Information shown:
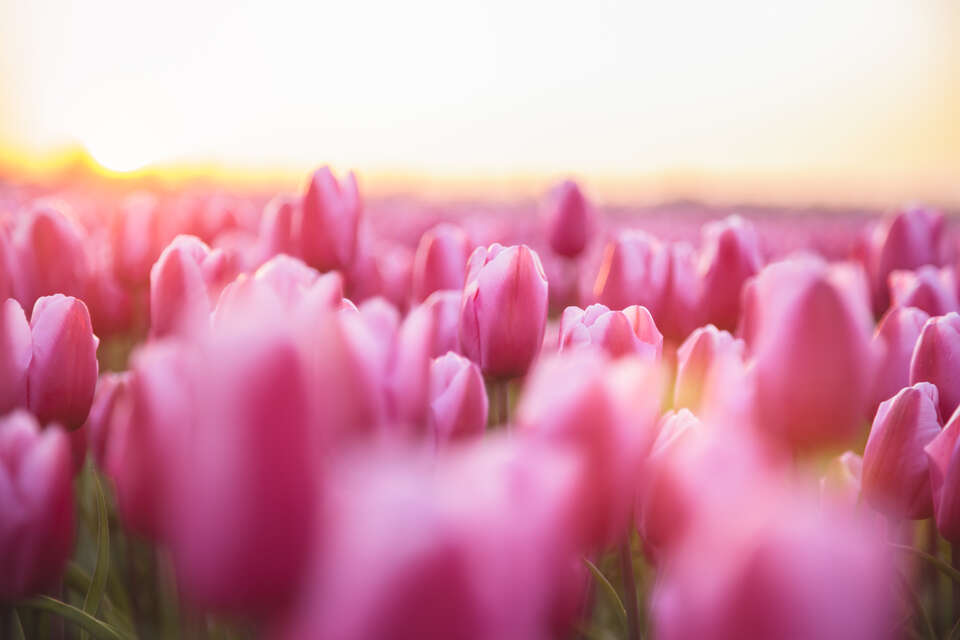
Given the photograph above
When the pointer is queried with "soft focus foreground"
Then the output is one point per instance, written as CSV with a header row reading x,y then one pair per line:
x,y
307,416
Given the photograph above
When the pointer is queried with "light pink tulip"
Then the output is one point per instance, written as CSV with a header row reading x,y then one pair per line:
x,y
503,312
36,500
63,369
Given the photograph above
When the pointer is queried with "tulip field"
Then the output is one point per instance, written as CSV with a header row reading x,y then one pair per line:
x,y
227,414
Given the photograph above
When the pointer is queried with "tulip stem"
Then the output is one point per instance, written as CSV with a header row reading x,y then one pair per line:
x,y
629,590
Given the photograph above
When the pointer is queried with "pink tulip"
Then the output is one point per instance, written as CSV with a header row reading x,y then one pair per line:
x,y
895,468
945,479
894,341
440,261
36,500
619,333
326,222
241,491
503,312
51,255
16,351
634,270
569,219
929,288
458,399
699,371
729,257
935,357
63,369
809,336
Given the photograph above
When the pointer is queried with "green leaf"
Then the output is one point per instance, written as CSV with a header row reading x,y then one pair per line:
x,y
91,602
610,590
97,628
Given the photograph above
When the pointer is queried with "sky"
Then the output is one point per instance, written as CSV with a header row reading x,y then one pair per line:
x,y
861,93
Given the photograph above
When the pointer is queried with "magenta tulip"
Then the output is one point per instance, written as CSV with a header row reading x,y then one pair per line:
x,y
458,399
619,333
63,369
503,312
440,261
895,468
569,219
36,500
326,222
935,359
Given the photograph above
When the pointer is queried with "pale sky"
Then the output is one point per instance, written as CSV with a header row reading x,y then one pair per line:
x,y
839,87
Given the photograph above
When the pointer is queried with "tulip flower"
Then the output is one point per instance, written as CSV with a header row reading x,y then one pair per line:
x,y
51,255
458,399
63,369
326,222
634,270
698,366
894,341
945,479
16,351
935,357
503,312
808,332
569,219
440,261
928,288
619,333
729,257
895,468
36,500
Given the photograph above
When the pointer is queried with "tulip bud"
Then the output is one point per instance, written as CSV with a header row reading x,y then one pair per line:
x,y
503,312
813,363
729,257
440,261
63,369
619,333
944,461
634,270
698,363
327,221
935,359
36,499
895,469
928,288
569,219
894,342
458,399
16,351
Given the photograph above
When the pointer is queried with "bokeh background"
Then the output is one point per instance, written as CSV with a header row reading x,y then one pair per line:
x,y
852,101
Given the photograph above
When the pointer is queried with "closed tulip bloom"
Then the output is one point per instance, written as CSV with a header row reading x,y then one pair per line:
x,y
634,270
503,312
813,362
945,479
51,255
458,399
896,478
326,222
440,261
935,359
729,257
16,351
619,333
36,500
63,369
929,288
697,365
179,299
569,219
894,341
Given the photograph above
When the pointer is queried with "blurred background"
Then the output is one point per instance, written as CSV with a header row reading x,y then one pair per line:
x,y
835,102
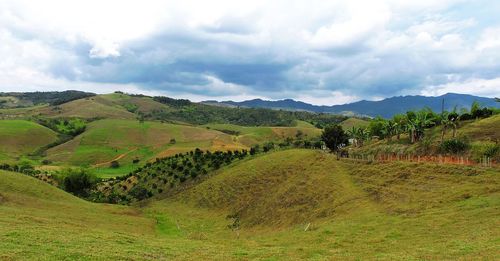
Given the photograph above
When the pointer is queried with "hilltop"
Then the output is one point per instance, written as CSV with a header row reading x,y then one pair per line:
x,y
385,108
270,206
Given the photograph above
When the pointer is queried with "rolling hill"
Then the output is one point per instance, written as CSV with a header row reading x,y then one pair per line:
x,y
302,204
287,205
20,137
385,108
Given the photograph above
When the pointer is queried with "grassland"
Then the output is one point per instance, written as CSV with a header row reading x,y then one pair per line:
x,y
351,211
19,137
476,133
353,122
249,136
126,140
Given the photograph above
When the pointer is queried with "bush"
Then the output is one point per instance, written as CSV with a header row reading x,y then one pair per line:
x,y
454,146
79,181
490,150
114,164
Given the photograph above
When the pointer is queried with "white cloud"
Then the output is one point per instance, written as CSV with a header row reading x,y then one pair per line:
x,y
481,87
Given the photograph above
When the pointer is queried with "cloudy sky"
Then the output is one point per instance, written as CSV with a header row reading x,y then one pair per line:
x,y
318,51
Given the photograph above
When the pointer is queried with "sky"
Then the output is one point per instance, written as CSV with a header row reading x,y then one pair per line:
x,y
317,51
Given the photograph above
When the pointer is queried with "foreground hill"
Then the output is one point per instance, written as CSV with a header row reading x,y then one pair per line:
x,y
385,108
19,137
348,209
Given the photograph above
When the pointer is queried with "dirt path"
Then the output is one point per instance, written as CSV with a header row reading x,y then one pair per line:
x,y
117,158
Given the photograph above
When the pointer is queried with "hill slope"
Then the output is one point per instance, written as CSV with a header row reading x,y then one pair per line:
x,y
41,222
18,137
295,204
385,108
106,140
350,209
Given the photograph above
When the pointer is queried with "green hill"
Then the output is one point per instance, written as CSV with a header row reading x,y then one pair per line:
x,y
19,137
478,135
353,122
350,210
257,135
287,205
125,140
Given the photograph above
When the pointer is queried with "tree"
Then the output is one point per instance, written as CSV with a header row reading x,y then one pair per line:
x,y
400,121
334,138
114,164
376,127
445,122
389,129
78,181
417,124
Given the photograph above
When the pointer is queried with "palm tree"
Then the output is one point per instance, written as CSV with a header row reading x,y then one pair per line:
x,y
400,121
358,135
389,129
445,122
353,133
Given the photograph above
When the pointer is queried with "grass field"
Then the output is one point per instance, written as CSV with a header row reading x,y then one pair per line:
x,y
476,133
353,122
125,140
20,137
257,135
351,211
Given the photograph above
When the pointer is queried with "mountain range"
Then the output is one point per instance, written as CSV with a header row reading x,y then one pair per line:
x,y
385,108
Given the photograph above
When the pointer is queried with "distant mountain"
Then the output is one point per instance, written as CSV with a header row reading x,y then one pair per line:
x,y
385,108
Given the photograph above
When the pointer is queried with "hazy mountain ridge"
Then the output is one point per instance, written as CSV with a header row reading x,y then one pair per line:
x,y
385,108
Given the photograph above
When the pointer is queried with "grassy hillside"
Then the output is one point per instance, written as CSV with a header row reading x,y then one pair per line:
x,y
257,135
351,210
19,137
125,140
353,122
294,204
477,134
92,107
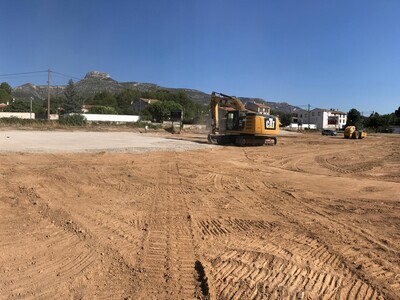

Written problem:
Count the lines in the entries above that contain the word "tulip", treating uppercase and lowercase as different. Reply with the number alone.

Answer to this problem:
8